-------- PAGE TEXT

When we talk about “defense in depth”, backup represents the last layer. First, accept the premise that no system is unhackable. You and your security teams and contractors can take every precaution and still fall victim. You can have all the best tools deployed and someone will circumvent them.

The backup industry and its evangelists initially pushed for offline and off-site backups to protect against natural and physical disasters. Malware added another potent reason. Taking data offline makes it unreachable for an active invasion. Taking data off-site adds barriers against in-person malicious actors, such as rogue employees.

The unchecked spread of ransomware prompted innovation in backup storage technology: immutability. With this feature, written data accepts no changes for a prescribed amount of time. That allows you to maintain an active connection to the backed up data without making it vulnerable to malware. However, treat this as a convenience feature. The “no system is unhackable” adage still applies.

The Role of Backup in Organizational Security

Strategies for Using Backup Defensively

Including backup in your security response does not require major changes. Any security incident that leaves your environment in an unusable or indeterminate state calls for a clean wipe and reload. Essentially, you act much like a natural disaster had destroyed all your equipment. However, since you’re not getting replacement hardware, you need to take the extra step of completely clearing your systems.

Make sure that you understand what “clearing” means. Simply formatting hard drives does not wipe them. Contrary to longstanding belief, even a “full” format does not wipe a drive. It performs the same logical steps as a quick format and then verifies that it can manipulate every sector. Use built-in or software tools that actively zero the storage.

Another persistent myth claims that you need to perform multiple passes in order to truly zero out magnetic storage. No one has showed this as true, and even if it were possible, it would require analog equipment. Your goal is to ensure that traces of malware left behind cannot reinfect the system. A single zeroing pass will accomplish that.

Most modern hypervisors will write zeros to thick-provisioned space when you create a virtual hard disk. They also typically zero the slack area in thin-provisioned space as they add it. That only protects the virtual machine, though.

The management operating system may still read latent data independently of the hypervisor. Therefore, you might choose to skip the manual zeroing process for storage that will only hold virtual hard disks, but it carries some risk.

----------------

YOUR TASKS:
(a) In the passage on backup and security, how many zeroing passes does it say are enough to keep leftover malware from reinfecting a system?
(b) Please carry on the passage on backup and security, picking up after its last sentence.
The items after this passage are separate material and not part of it.

-------- DATA EXTRACT

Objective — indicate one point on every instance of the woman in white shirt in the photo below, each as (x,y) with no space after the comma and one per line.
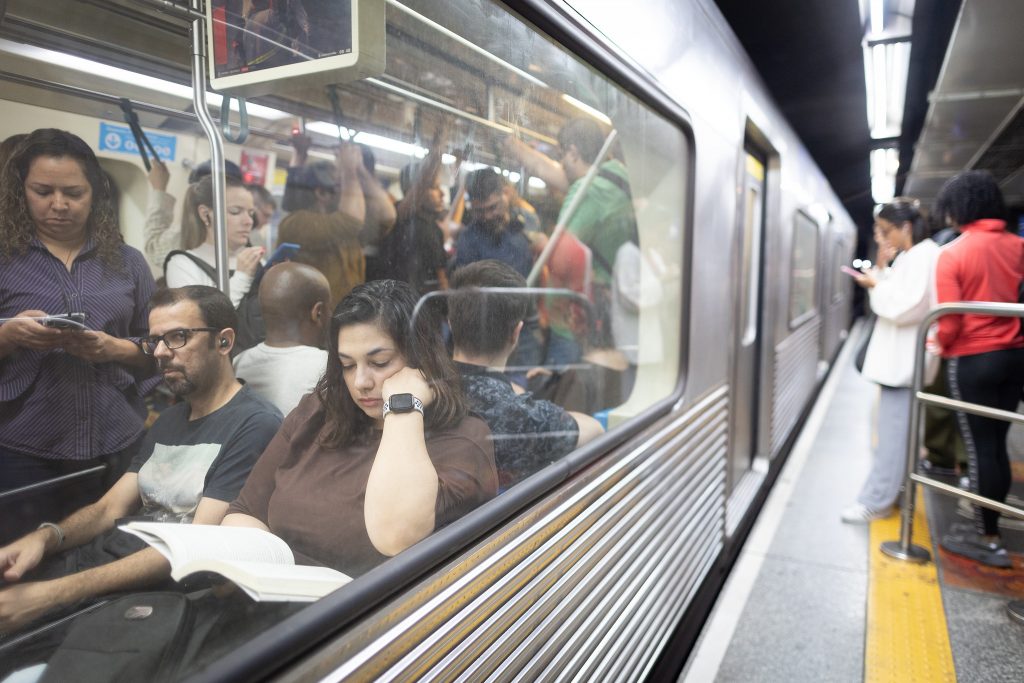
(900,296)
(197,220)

----------------
-------- DATA EXTRACT

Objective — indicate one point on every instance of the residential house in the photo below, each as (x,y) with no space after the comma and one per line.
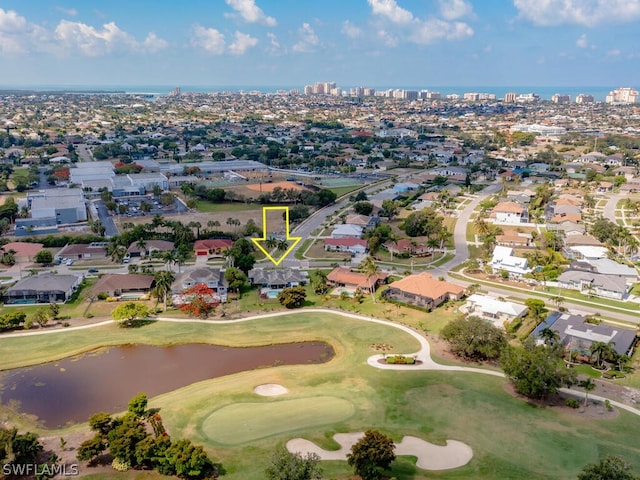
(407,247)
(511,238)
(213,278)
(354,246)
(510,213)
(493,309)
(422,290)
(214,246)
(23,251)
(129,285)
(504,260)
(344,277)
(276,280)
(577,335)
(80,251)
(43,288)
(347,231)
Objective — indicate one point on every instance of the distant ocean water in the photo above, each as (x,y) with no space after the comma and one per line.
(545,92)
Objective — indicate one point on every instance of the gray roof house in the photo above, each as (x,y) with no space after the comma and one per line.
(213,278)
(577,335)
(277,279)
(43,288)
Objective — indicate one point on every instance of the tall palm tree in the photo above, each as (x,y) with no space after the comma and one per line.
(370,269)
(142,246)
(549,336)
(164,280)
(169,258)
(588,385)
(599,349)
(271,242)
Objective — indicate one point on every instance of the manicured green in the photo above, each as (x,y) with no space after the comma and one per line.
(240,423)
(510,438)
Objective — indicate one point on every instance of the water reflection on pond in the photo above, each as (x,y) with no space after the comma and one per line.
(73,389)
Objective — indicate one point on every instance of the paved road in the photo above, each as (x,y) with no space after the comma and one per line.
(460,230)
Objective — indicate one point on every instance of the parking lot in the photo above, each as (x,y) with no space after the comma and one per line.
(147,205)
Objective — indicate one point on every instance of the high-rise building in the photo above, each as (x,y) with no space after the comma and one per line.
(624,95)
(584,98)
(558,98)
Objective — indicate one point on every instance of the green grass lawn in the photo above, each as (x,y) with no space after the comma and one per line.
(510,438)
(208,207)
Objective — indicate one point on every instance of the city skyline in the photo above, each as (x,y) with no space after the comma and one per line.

----------------

ANSWERS BELOW:
(a) A single zeroing pass.

(b)
Zeroing every hard drive in your organization involves significant burdens in time and effort. However, modern malware, especially ransomware, can be pervasive. If you miss a single instance, that might turn all effort into a waste. Make all that clear in your recovery planning.

Your organization might consider alternatives, such as destroying every drive and replacing all of them with new. That still makes for a heavy workload, but it will save time and eliminate some effort. To go a step further, consult with your insurance carrier.

They may consider a malware infestation as a complete loss and allow you to replace all your equipment. Do not assume that you have this coverage. Even if your carrier offers it, it might require an additional purchase above your current policy.

Your drives aren’t the only location where attackers can persist. Over the last few years, different strains of UEFI / firmware malware have been found and whilst not yet being used routinely by ransomware attackers, they are experimenting with it.

If you find that the attackers have hidden in there, the only way to be sure is to replace the hardware. If persistence malware is present in your UEFI, zeroing your drive will accomplish nothing as the attacker will still have access.

Once you have known clean systems, then you can bring out your backup media. Before doing anything else, make a duplicate of your last known good backup on an isolated system. Since you’ve already put in so much work, it wouldn’t add much to duplicate more than one. These duplicates exist as more insurance. You will need to bring an original online to restore from it, which could expose it to any missed malware.

Unless you encounter something of the sort, then you will follow your disaster recovery procedure from this point through final restoration.

For some organizations, size or time constraints will make such a clean procedure impossible. In those situations, you must bring in credentialed security experts before you have any problems to help with design. Use them to build threat containment and define metrics that you can use to consider your system “clean enough” to move to the recovery phase.

Consider the risks of partial cleans thoroughly before deciding that the time or effort saved outweighs them. If performing a full clean once sounds daunting, imagine needing to perform a full clean after a failed partial clean.

To properly protect your virtualization environment and all the data, use Hornetsecurity VM Backup to securely back up and replicate your virtual machine.

For complete guidance, get our comprehensive Backup Bible, which serves as your indispensable resource containing invaluable information on backup and disaster recovery.

To keep up to date with the latest articles and practices, pay a visit to our Hornetsecurity blog now.

Wrap Up

Just as backup provides a foundation for your security response, its safety depends on your security practices. Existing recommended techniques for capturing, transporting, and storing backup data already go a long way toward protecting it from security breaches.


What is the purpose of backup in an organization?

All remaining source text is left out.